Estamos há quase quatro meses mergulhados numa pandemia que mudou nossos hábitos, nos impôs restrições, nos distanciou fisicamente e nos colocou frente a frente com nossas fragilidades. Vai ficar por isso mesmo?
Quando iniciou, parecia apenas uma onda gigante e repentina.
Se soubéssemos nos manter à tona, boiando sobre ela, obedientes e respeitosos diante do seu tamanho, nada de muito ruim iria nos acontecer e logo reencontraríamos a calmaria.
É o que vem acontecendo nos países europeus, que estão retomando as atividades cotidianas, dando um passo de cada vez. O Brasil, caótico por natureza, vai levar mais tempo, nenhuma novidade. Três, seis, dez meses? Quando teremos nossa vida de volta?
Talvez nunca, não como era antes. É provável que tenhamos que assimilar que a nossa atual precariedade determinará novos modelos de conduta daqui para frente.
Lavar as mãos, usar máscara e evitar aglomerações: já estamos nos acostumando. Poderíamos nos acostumar agora com o desprestígio da ostentação e do consumismo delirante. Continuaremos comprando comida, roupas e remédios, precisaremos de um bom teto como sempre precisamos, mas nossos luxos talvez mudem – tomara que mudem.
Hora de privilegiar as questões humanas, se soubermos aproveitar a oportunidade.
Não chego a falar de um renascimento espiritual, que soaria pomposo, mas acredito, sim, que a tendência é reavaliarmos nosso estilo de vida. As grandes metrópoles se tornaram zonas de contágio, e um êxodo urbano não seria má ideia: sair em busca de desintoxicação, mais atividades ao ar livre, cidades menores, menos concentração populacional.

Instruções das tarefas:
**A)** Segundo o trecho sobre a pandemia, há quanto tempo estamos mergulhados nela?
**B)** Devolva, sem alterações, a parte do trecho sobre a pandemia que vai de "Hora de privilegiar" até "menos concentração populacional.", inclusive.
**C)** Leve adiante o trecho sobre a pandemia a partir do ponto em que ele termina.

Registros para análise:

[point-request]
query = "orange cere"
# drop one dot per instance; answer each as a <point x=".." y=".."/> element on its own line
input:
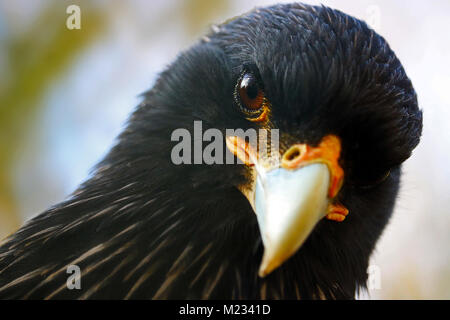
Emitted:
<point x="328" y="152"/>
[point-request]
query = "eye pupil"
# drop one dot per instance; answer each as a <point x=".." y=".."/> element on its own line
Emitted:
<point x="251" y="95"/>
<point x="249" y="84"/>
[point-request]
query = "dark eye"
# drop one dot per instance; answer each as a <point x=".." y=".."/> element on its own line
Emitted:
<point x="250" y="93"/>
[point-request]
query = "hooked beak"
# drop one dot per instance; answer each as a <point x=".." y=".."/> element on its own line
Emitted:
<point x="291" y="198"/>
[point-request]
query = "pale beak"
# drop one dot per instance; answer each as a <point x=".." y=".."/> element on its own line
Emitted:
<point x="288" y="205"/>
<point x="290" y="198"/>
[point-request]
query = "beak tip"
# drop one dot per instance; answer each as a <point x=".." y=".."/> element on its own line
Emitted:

---

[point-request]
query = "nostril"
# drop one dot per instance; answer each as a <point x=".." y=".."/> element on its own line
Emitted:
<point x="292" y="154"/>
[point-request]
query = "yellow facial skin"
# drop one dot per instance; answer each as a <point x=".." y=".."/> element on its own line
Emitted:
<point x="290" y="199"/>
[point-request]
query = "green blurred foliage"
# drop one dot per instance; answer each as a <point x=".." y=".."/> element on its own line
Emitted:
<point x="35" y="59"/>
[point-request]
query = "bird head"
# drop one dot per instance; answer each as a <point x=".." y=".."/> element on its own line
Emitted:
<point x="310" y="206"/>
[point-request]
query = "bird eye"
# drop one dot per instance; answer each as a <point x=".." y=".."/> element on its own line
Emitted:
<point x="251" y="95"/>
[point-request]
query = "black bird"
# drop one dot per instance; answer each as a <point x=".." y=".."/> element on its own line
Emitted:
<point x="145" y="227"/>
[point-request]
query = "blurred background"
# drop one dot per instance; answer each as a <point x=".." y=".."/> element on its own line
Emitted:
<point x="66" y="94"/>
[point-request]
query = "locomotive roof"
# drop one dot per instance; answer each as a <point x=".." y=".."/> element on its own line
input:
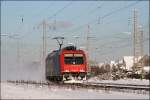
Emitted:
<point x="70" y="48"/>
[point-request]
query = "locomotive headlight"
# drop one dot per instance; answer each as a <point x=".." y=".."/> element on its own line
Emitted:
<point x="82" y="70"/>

Suas respostas:
**A)** Há quase quatro meses.

**B)**
Hora de privilegiar as questões humanas, se soubermos aproveitar a oportunidade.
Não chego a falar de um renascimento espiritual, que soaria pomposo, mas acredito, sim, que a tendência é reavaliarmos nosso estilo de vida. As grandes metrópoles se tornaram zonas de contágio, e um êxodo urbano não seria má ideia: sair em busca de desintoxicação, mais atividades ao ar livre, cidades menores, menos concentração populacional.

**C)**
A arte também se beneficiará desta pandemia. Não só por sua valorização evidente (o que teria sido de nós sem livros, música e filmes nesse longo confinamento?), mas também pelo surgimento de talentos até então desconhecidos: as pessoas foram obrigadas a descobrir em si algum dom - artes manuais, gastronomia, desenho digital, colagens, fotografia, vá saber quantos outros. A expressão artística poderá ser nossa grande contribuição à humanidade: não voltaremos a ser apenas consumidores de cultura, mas fornecedores também.
Não é se apegando a símbolos de status que prestaremos homenagem à nossa sobrevivência, e sim expandindo nossa criatividade, encontrando os amigos, bebendo e comendo com eles, namorando, celebrando as sensações, não as aquisições. Utilidades práticas seguirão bem-vindas, mas as utilidades emocionais é que definirão nosso bem-estar: meditação para dormir melhor, leitura para mais autoconhecimento, empatia para reduzir desigualdades.
Já que esta crise é inevitável, que a gente ao menos transforme nosso espanto em sabedoria.